**EXERCISE BRIEF**
For this exercise, output every line of the data as it stands.

**DATASET CONTENT**
......

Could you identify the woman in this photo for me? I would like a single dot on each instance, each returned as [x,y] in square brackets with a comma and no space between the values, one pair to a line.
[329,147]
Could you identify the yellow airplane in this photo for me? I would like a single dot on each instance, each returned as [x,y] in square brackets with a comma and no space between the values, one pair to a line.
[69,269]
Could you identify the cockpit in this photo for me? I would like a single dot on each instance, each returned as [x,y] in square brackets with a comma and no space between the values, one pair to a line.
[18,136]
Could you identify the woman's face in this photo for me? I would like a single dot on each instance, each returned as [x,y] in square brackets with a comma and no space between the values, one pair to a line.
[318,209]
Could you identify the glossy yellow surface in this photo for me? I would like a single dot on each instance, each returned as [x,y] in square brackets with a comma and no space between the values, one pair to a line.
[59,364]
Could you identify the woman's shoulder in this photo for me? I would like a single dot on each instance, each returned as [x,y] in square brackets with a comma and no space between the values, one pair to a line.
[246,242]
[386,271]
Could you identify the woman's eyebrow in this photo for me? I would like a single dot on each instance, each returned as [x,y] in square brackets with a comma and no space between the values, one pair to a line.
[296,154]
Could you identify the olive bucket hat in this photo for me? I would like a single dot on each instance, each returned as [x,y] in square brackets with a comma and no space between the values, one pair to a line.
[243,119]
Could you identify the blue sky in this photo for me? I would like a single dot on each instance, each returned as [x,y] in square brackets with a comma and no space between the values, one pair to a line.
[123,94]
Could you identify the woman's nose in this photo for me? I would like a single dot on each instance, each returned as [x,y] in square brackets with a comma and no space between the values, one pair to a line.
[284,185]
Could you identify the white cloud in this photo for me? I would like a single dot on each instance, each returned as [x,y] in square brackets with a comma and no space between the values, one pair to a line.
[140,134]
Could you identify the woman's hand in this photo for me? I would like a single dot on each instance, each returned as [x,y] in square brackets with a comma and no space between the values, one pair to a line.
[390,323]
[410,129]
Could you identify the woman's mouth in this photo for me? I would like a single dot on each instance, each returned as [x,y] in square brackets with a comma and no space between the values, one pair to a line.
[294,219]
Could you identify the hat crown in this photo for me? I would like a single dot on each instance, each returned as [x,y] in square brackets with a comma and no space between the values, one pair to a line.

......

**OUTPUT OF THE EXERCISE**
Could you identify the woman in this photo for me? I would like a single dot on each instance, each returned as [x,y] in square brackets with a comma and no space between the values, one pair to a line.
[329,147]
Could you identify the yellow airplane in this photo for me? I would like a single dot on each instance, each returned as [x,y] in square brackets with a comma and no space between the values, one pair to a line.
[69,269]
Could you identify the cockpit in this photo for me? I would like a single dot on each instance, each returned as [x,y] in square brackets with a comma and no space between the values, one pair to a line.
[18,136]
Could you identify the woman's face in this photo for me? I would like a single dot on each instance, each returned as [x,y] in square brackets with a comma and no space between the values, one pair to a line.
[318,209]
Could you identify the glossy yellow surface in this photo for me? I would like a single dot on each instance, each returned as [x,y] in square brackets with a comma and no space between the values, one pair to a line.
[59,364]
Could you identify the woman's shoulder in this photo for me? I would like a single dot on each instance, each returned as [x,y] in square brackets with a comma and no space between the values, one pair to a line.
[246,242]
[386,271]
Could you identify the woman's eyebrow in this photo for me? I would like a single dot on each instance, each returned as [x,y] in square brackets with a comma and no space between the values, one pair to a line.
[296,154]
Could you identify the olive bucket hat in this photo for me? I would like a single dot on each instance, each returned as [x,y] in square brackets with a comma and no space between the values, one pair to a line.
[243,119]
Could you identify the blue sky in this photo for me? I would like a single dot on each instance, each returned as [x,y] in square brackets with a comma and no space between the values, one pair to a line.
[123,94]
Could you identify the woman's nose in this photo for me? I would like a single dot on each instance, each returned as [x,y] in square brackets with a comma and no space between the values, one pair to a line.
[284,185]
Could you identify the white cloud in this photo for me? I would like a single dot on each instance, each returned as [x,y] in square brackets with a comma and no space between the values, one pair to a line.
[140,134]
Could you identify the woman's hand in this photo for me? I would like a single dot on each instance, each returned as [x,y] in square brackets with a comma and no space between the values, one pair to a line.
[390,323]
[410,129]
Could you identify the woman's mouth in this photo for me? I would like a single dot on each instance, each returned as [x,y] in square brackets with a comma and no space between the values, one pair to a line.
[294,219]
Could you identify the hat crown in this photo for me? I would like a single dot on each instance, each returned as [x,y] in square brackets with a comma and no space between the values, one pair to a line.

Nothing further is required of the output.